Written task 1:
Answer these questions using the essay excerpt on art and criticism:
(a) Which two novelists did the age after Fielding complain that authors were not living up to?
(b) Which two dramatists does the passage call fundamentally opposed, yet often discussed in the same breath?
(c) What does the passage say is essential to the proper placing and estimate of all Art?
Written task 2: Recast the paragraph of the essay excerpt on art and criticism that opens "And so—I thought it must always be" as a bulleted list that keeps its main points.
Written task 3: List every person mentioned by name in the essay excerpt on art and criticism.

Yes—I thought—we naturally take a too impatient view of the Art of our own time, since we can neither see the ends toward which it is almost blindly groping, nor the few perfected creations that will be left standing amidst the rubble of abortive effort. An age must always decry itself and extol its forbears. The unwritten history of every Art will show us that. Consider the novel—that most recent form of Art! Did not the age which followed Fielding lament the treachery of authors to the Picaresque tradition, complaining that they were not as Fielding and Smollett were? Be sure they did. Very slowly and in spite of opposition did the novel attain in this country the fulness of that biographical form achieved under Thackeray. Very slowly, and in face of condemnation, it has been losing that form in favour of a greater vividness which places before the reader's brain, not historical statements, as it were, of motives and of facts, but word-paintings of things and persons, so chosen and arranged that the reader may see, as if at first hand, the spirit of Life at work before him. The new novel has as many bemoaners as the old novel had when it was new. It is no question of better or worse, but of differing forms—of change dictated by gradual suitability to the changing conditions of our social life, and to the ever fresh discoveries of craftsmen, in the intoxication of which, old and equally worthy craftsmanship is—by the way—too often for the moment mislaid. The vested interests of life favour the line of least resistance—disliking and revolting against disturbance; but one must always remember that a spurious glamour is inclined to gather around what is new. And, because of these two deflecting factors, those who break through old forms must well expect to be dead before the new forms they have unconsciously created have found their true level, high or low, in the world of Art. When a thing is new how shall it be judged? In the fluster of meeting novelty, we have even seen coherence attempting to bind together two personalities so fundamentally opposed as those of Ibsen and Bernard Shaw dramatists with hardly a quality in common; no identity of tradition, or belief; not the faintest resemblance in methods of construction or technique. Yet contemporary; estimate talks of them often in the same breath. They are new! It is enough. And others, as utterly unlike them both. They too are new. They have as yet no label of their own then put on some one else's!

And so—I thought it must always be; for Time is essential to the proper placing and estimate of all Art. And is it not this feeling, that contemporary judgments are apt to turn out a little ludicrous, which has converted much criticism of late from judgment pronounced into impression recorded—recreative statement—a kind, in fact, of expression of the critic's self, elicited through contemplation of a book, a play, a symphony, a picture? For this kind of criticism there has even recently been claimed an actual identity with creation. Esthetic judgment and creative power identical! That is a hard saying. For, however sympathetic one may feel toward this new criticism, however one may recognise that the recording of impression has a wider, more elastic, and more lasting value than the delivery of arbitrary judgment based on rigid laws of taste; however one may admit that it approaches the creative gift in so far as it demands the qualities of receptivity and reproduction—is there not still lacking to this "new" critic something of that thirsting spirit of discovery, which precedes the creation—hitherto so-called—of anything? Criticism, taste, aesthetic judgment, by the very nature of their task, wait till life has been focussed by the artists before they attempt to reproduce the image which that imprisoned fragment of life makes on the mirror of their minds. But a thing created springs from a germ unconsciously implanted by the direct impact of unfettered life on the whole range, of the creator's temperament; and round the germ thus engendered, the creative artist—ever penetrating, discovering, selecting—goes on building cell on cell, gathered from a million little fresh impacts and visions. And to say that this is also exactly what the recreative critic does, is to say that the interpretative musician is creator in the same sense as is the composer of the music that he interprets. If, indeed, these processes be the same in kind, they are in degree so far apart that one would think the word creative unfortunately used of both….

(Raw records)
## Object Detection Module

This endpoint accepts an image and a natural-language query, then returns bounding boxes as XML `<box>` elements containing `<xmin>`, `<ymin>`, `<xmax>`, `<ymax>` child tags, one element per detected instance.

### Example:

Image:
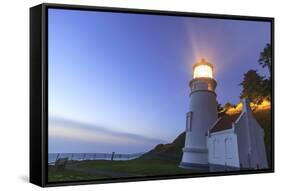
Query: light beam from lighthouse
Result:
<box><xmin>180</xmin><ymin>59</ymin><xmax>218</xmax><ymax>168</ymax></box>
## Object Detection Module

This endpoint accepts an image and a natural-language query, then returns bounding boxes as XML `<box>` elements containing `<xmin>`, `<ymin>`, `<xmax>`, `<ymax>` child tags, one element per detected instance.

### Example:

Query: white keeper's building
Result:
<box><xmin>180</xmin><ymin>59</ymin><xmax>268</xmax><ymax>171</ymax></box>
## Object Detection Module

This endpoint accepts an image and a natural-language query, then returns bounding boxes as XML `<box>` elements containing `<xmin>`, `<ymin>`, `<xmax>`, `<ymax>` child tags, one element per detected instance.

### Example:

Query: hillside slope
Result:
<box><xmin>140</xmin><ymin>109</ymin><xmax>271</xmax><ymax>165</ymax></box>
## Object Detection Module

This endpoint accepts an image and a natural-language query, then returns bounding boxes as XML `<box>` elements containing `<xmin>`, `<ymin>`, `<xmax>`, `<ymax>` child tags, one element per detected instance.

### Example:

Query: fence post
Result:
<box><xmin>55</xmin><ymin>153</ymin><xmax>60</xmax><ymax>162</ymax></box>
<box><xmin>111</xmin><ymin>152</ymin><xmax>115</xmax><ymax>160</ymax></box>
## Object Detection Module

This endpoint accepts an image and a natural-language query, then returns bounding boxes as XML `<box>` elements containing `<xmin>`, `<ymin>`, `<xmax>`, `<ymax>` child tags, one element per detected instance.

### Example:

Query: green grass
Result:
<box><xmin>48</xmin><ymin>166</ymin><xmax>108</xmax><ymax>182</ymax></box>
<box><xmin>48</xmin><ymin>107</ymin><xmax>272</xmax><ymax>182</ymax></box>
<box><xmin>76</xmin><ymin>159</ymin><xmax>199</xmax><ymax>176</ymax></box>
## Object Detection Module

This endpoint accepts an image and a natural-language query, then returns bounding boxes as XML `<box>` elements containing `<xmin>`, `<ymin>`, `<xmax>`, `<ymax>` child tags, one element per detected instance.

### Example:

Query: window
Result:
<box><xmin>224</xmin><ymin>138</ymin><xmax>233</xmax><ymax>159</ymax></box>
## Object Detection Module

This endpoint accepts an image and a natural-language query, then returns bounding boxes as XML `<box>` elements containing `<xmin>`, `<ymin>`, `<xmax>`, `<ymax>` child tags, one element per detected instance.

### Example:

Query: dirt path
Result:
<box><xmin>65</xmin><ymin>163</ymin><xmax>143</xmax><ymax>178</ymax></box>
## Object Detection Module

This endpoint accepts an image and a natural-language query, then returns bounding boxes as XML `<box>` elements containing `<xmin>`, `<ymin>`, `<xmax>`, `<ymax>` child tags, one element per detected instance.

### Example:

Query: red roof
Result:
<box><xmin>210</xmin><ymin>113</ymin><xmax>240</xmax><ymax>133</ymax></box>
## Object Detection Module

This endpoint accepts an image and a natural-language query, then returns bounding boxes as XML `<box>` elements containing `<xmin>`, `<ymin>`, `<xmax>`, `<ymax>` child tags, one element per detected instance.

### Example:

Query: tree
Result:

Answer 1:
(a) Fielding and Smollett
(b) Ibsen and Bernard Shaw
(c) Time

Answer 2:
- Time is essential to the proper placing and estimate of all Art.
- Because contemporary judgments tend to look a little ludicrous later, much recent criticism has moved from pronouncing judgment to recording impression. This is a kind of self-expression by the critic, drawn out by contemplating a book, a play, a symphony, or a picture.
- Some have recently claimed that this kind of criticism is actually identical with creation, which the writer calls a hard saying.
- Recording impression has a wider, more elastic, and more lasting value than arbitrary judgment based on rigid laws of taste. It approaches the creative gift because it demands receptivity and reproduction.
- Yet it lacks the thirsting spirit of discovery that precedes creation.
- Criticism waits until artists have focused life, then reproduces the image that this fragment of life makes on the critic's mind.
- A created thing grows from a germ that unfettered life implants unconsciously in the creator's temperament. The artist builds around it from a million fresh impacts and visions.
- Calling the critic's work the same as this is like saying an interpretative musician is a creator in the same sense as the composer.
- Even if the two processes are the same in kind, they are so far apart in degree that using "creative" for both is unfortunate.

Answer 3:
- Fielding
- Smollett
- Thackeray
- Ibsen
- Bernard Shaw